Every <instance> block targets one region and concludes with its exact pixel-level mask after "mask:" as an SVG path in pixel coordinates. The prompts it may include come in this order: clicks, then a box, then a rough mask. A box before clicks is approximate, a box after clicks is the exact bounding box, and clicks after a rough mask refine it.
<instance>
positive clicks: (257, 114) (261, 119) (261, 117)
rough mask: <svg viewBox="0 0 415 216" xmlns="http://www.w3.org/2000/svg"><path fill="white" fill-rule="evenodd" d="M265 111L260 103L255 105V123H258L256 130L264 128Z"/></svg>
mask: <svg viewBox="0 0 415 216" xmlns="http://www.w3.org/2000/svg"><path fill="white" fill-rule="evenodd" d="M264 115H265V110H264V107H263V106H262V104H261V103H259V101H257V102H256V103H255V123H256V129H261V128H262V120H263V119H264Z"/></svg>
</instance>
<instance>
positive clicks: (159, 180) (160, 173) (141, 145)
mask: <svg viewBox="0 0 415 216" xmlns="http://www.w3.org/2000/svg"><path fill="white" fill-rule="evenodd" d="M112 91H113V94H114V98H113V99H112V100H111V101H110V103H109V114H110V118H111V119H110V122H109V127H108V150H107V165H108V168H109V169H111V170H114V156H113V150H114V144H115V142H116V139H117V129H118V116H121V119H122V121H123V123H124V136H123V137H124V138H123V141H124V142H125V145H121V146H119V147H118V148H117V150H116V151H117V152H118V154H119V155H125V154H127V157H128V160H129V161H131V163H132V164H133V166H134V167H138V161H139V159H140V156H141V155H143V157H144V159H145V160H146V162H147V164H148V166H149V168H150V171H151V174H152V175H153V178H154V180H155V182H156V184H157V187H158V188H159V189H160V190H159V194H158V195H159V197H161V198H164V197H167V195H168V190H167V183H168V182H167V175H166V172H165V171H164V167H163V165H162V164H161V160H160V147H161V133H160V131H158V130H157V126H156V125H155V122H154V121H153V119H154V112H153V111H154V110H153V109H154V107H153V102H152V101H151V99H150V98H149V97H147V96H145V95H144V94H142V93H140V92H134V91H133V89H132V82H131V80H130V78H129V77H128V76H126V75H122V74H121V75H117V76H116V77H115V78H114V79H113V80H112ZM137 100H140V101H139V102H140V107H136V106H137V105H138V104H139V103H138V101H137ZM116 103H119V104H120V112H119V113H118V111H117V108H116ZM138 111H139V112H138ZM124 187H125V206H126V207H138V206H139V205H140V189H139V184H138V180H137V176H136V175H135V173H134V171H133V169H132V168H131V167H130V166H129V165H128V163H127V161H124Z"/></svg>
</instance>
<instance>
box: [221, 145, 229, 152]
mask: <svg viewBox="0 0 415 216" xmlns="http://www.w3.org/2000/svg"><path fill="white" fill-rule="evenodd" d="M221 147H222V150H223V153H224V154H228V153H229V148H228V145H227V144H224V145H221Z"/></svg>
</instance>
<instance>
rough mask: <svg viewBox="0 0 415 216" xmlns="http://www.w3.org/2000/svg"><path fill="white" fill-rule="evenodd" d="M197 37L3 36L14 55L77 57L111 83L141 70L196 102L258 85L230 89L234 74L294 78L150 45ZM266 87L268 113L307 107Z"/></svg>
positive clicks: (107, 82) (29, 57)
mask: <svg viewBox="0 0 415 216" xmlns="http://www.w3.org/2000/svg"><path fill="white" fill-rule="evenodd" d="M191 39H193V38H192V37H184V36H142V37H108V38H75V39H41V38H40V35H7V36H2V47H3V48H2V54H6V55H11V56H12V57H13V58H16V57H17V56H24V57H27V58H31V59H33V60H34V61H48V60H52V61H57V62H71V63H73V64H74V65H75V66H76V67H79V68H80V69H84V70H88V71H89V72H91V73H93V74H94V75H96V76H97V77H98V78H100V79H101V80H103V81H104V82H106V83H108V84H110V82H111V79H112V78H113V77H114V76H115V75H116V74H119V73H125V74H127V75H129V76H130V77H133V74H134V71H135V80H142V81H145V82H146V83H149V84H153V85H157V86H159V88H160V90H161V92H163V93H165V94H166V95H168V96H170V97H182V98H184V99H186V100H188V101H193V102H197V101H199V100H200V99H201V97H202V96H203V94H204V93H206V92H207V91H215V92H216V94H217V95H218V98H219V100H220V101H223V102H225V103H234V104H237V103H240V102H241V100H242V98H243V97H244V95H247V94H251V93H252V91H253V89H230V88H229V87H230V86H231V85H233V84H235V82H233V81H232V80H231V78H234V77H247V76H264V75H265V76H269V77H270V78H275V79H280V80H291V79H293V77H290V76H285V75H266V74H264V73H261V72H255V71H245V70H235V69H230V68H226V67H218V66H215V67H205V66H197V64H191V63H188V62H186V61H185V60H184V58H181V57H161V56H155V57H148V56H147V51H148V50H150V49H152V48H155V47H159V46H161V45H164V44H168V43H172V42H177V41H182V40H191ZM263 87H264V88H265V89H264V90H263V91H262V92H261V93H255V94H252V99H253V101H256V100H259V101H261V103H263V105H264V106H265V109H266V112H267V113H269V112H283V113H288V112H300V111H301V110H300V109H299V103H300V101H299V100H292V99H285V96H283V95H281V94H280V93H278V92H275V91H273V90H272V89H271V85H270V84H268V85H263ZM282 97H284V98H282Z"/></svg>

### 作業指示
一覧の冒頭から始め、「111L260 103L255 105V123H258L256」を含む行で終わる範囲を、番号付きの箇条書きで出力してください。両端の行は含め、空行は除く。

### 記述解答
1. Every <instance> block targets one region and concludes with its exact pixel-level mask after "mask:" as an SVG path in pixel coordinates. The prompts it may include come in this order: clicks, then a box, then a rough mask. A box before clicks is approximate, a box after clicks is the exact bounding box, and clicks after a rough mask refine it.
2. <instance>
3. positive clicks: (257, 114) (261, 119) (261, 117)
4. rough mask: <svg viewBox="0 0 415 216" xmlns="http://www.w3.org/2000/svg"><path fill="white" fill-rule="evenodd" d="M265 111L260 103L255 105V123H258L256 130L264 128Z"/></svg>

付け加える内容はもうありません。